RAW DATA>

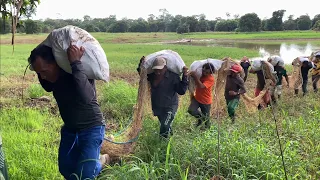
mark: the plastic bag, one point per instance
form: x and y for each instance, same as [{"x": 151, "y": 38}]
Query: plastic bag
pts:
[
  {"x": 174, "y": 61},
  {"x": 197, "y": 65},
  {"x": 94, "y": 59},
  {"x": 257, "y": 65},
  {"x": 274, "y": 60}
]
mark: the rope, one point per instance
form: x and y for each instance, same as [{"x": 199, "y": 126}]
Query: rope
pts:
[
  {"x": 275, "y": 121},
  {"x": 218, "y": 118}
]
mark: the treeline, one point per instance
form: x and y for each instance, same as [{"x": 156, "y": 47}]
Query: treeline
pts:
[{"x": 168, "y": 23}]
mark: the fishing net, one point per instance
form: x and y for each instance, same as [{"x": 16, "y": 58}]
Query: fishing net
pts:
[
  {"x": 111, "y": 145},
  {"x": 251, "y": 104}
]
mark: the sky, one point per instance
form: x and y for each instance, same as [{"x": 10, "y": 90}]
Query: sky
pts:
[{"x": 134, "y": 9}]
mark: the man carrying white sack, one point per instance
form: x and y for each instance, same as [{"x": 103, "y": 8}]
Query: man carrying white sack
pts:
[
  {"x": 203, "y": 95},
  {"x": 84, "y": 126},
  {"x": 165, "y": 87},
  {"x": 281, "y": 71}
]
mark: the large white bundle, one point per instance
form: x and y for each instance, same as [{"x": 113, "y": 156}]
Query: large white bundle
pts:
[
  {"x": 174, "y": 61},
  {"x": 257, "y": 65},
  {"x": 94, "y": 59},
  {"x": 274, "y": 60},
  {"x": 197, "y": 65}
]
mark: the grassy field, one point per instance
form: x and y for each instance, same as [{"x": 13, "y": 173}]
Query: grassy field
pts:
[
  {"x": 159, "y": 37},
  {"x": 249, "y": 148}
]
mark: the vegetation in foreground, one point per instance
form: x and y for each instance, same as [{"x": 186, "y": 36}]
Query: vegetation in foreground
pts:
[
  {"x": 249, "y": 148},
  {"x": 255, "y": 37}
]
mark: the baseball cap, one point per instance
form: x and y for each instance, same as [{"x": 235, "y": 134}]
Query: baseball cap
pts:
[
  {"x": 236, "y": 68},
  {"x": 159, "y": 63}
]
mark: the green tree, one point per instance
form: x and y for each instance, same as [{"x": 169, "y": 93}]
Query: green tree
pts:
[
  {"x": 212, "y": 24},
  {"x": 250, "y": 22},
  {"x": 304, "y": 22},
  {"x": 119, "y": 27},
  {"x": 316, "y": 26},
  {"x": 31, "y": 27}
]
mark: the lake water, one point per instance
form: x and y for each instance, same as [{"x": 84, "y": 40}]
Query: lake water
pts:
[{"x": 287, "y": 50}]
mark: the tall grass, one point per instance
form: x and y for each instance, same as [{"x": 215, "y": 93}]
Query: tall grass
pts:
[{"x": 249, "y": 148}]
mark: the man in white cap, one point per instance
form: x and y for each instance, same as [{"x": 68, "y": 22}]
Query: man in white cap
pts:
[{"x": 165, "y": 87}]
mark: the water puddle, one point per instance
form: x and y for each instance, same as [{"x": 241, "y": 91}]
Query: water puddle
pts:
[{"x": 287, "y": 50}]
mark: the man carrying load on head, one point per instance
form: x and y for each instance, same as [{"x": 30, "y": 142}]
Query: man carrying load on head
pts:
[
  {"x": 165, "y": 87},
  {"x": 305, "y": 67},
  {"x": 316, "y": 71},
  {"x": 84, "y": 126},
  {"x": 234, "y": 87},
  {"x": 281, "y": 72},
  {"x": 203, "y": 95}
]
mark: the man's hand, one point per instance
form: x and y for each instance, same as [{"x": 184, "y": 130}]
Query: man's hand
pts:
[
  {"x": 185, "y": 71},
  {"x": 232, "y": 93},
  {"x": 74, "y": 53}
]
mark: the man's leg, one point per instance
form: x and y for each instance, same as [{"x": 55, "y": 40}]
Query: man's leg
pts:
[
  {"x": 166, "y": 120},
  {"x": 245, "y": 75},
  {"x": 205, "y": 109},
  {"x": 232, "y": 105},
  {"x": 193, "y": 110},
  {"x": 68, "y": 154},
  {"x": 315, "y": 80},
  {"x": 90, "y": 141},
  {"x": 304, "y": 86},
  {"x": 272, "y": 94}
]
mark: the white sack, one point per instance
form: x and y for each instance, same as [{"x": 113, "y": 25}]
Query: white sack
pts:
[
  {"x": 257, "y": 65},
  {"x": 276, "y": 59},
  {"x": 94, "y": 59},
  {"x": 197, "y": 65},
  {"x": 174, "y": 61}
]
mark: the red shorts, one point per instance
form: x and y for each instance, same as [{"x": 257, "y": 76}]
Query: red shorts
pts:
[{"x": 266, "y": 97}]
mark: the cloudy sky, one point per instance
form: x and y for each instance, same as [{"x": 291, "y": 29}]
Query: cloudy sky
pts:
[{"x": 142, "y": 8}]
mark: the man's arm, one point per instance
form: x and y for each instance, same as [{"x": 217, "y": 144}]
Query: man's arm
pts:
[
  {"x": 242, "y": 89},
  {"x": 199, "y": 84},
  {"x": 83, "y": 86},
  {"x": 46, "y": 85}
]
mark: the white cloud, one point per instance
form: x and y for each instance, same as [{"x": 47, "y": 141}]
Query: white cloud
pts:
[{"x": 142, "y": 8}]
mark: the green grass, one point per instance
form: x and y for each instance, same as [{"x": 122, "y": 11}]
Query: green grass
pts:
[
  {"x": 249, "y": 148},
  {"x": 158, "y": 37}
]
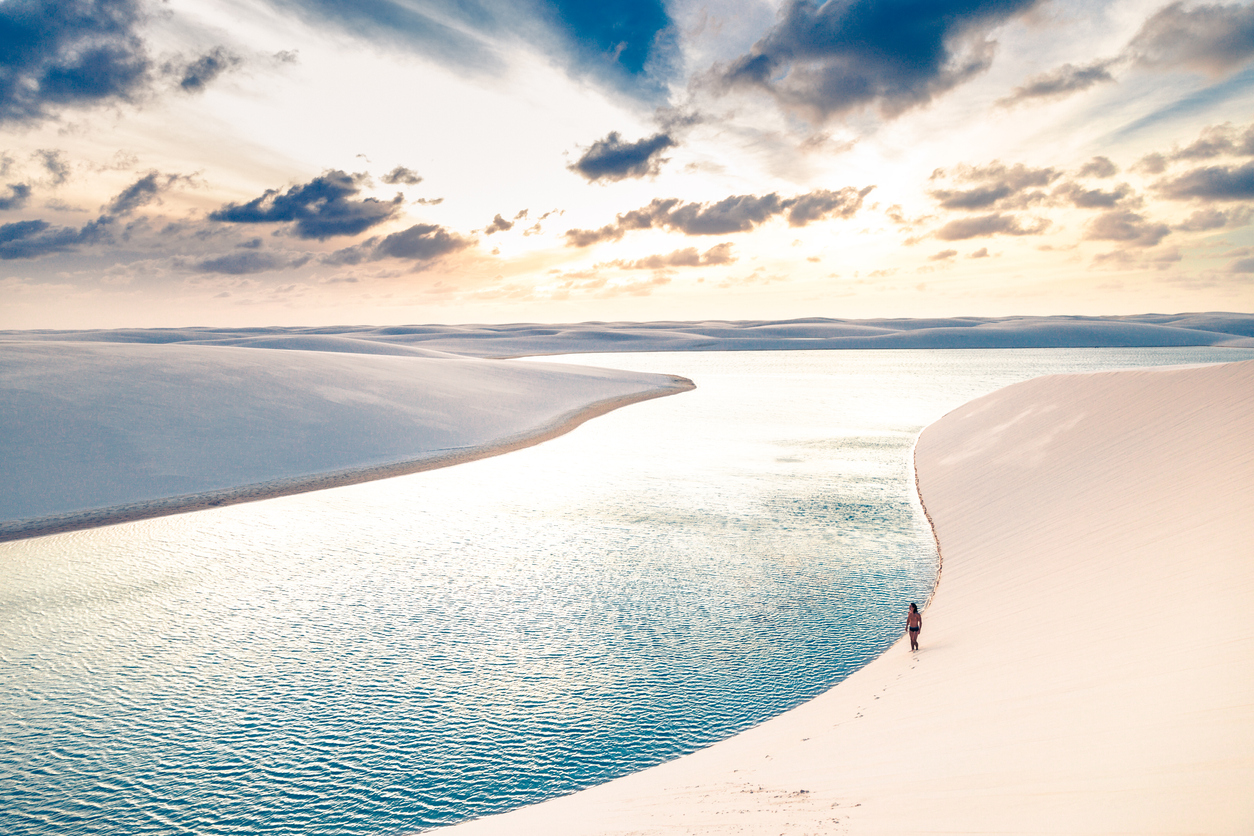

WRITTEN EXERCISE> Collect every line of the entries above that contains the word "head", matching case exactly.

TASK RESULT>
mark: the man carrying load on head, one point per instance
Query: man carrying load on head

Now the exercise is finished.